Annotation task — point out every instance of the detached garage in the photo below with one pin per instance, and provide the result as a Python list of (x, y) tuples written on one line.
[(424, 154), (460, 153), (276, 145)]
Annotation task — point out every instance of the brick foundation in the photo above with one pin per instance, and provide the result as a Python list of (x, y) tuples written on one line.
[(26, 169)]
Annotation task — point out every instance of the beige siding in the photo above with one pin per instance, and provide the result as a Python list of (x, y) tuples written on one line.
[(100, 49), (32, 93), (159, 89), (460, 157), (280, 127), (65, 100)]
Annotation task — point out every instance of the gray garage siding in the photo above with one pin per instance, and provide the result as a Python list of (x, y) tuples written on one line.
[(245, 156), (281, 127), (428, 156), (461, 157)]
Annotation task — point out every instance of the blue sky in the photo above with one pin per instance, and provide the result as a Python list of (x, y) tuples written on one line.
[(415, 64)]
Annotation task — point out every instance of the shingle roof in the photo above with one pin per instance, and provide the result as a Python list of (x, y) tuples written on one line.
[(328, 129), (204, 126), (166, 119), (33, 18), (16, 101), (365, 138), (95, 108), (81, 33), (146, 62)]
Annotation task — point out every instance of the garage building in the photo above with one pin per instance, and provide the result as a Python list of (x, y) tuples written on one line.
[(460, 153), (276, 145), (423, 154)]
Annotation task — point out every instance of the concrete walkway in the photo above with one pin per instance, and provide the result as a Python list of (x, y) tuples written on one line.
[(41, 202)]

[INSTRUCTIONS TO FOLLOW]: All records shown above are to be reproduced without any alteration.

[SOLUTION]:
Annotation task — point out every instance of the detached garage in the photo below with one pin per instance, and provide the result as a Python list of (x, y) tuples written on one line.
[(424, 154), (460, 153), (276, 145)]
Annotation task — point out every instance of the brick foundation in the photo above with one pin per instance, and provide the result as a Python list of (x, y) tuples written on one line.
[(26, 169)]
Annotation task — point out every instance of the beige siding in the photo above with one pin per instance, and provide the result as a Python list of (x, y) tuples written on one line.
[(100, 49), (32, 93), (159, 89), (460, 157), (280, 127), (65, 100)]
Annotation task — point out every instance of the gray garage siding in the photo above with one pin per instance, and provide the result as a Python list of (x, y) tuples written on one line.
[(245, 156), (281, 127), (428, 156), (461, 157)]
Annotation task — point out every instance of the blue sky in the photo above with one pin per instance, and provide the result as a Python list of (x, y) tuples written on one line.
[(415, 64)]
Annotation task — point out every instance of the shingle roof in the photo above with one pin per instance, and provide the result as a Python list of (x, y) tuples written on one line.
[(328, 129), (204, 126), (166, 119), (33, 18), (16, 101), (365, 138), (95, 108), (81, 33), (146, 62)]
Annotation task — point out every instance of the garage building in the photo above with one pin per instance, and provide the result as a Python list of (x, y) tuples written on one line.
[(460, 153), (276, 145), (423, 154)]
Annotation task — point out every instance of the concrete walkway in the photo above with one pin per instance, and provide the result as a Python list of (x, y) tuples written on one line.
[(41, 202)]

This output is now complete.